Natural-language object grounding data
┄┄┄┄┄┄

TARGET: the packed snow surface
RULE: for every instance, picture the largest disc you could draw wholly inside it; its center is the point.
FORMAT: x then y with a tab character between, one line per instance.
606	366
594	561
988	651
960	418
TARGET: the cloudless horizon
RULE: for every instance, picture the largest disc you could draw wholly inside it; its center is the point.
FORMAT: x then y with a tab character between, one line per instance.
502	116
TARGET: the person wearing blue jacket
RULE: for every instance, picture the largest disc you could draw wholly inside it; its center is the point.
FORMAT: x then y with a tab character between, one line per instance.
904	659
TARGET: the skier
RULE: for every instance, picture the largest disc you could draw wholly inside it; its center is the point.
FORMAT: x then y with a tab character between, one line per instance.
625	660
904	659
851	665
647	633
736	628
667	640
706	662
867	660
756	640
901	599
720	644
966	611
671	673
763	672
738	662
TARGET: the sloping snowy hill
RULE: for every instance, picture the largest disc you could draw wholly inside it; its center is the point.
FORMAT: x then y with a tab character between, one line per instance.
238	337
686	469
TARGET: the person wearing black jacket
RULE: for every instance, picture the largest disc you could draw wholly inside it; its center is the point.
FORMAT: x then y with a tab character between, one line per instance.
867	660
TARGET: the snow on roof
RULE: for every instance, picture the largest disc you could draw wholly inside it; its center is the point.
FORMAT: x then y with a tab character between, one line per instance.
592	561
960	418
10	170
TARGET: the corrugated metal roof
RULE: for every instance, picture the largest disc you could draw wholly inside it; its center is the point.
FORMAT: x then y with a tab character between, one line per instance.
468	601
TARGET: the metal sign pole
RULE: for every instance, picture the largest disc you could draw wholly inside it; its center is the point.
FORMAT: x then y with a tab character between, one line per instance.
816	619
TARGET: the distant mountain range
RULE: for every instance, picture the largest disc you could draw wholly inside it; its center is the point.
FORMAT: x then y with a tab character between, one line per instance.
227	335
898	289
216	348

┄┄┄┄┄┄

Task item — In the entries above, find each line that includes the string "metal" and copy it.

Solution below —
TARGET: the corrugated metal roof
TARGET: the metal sign pole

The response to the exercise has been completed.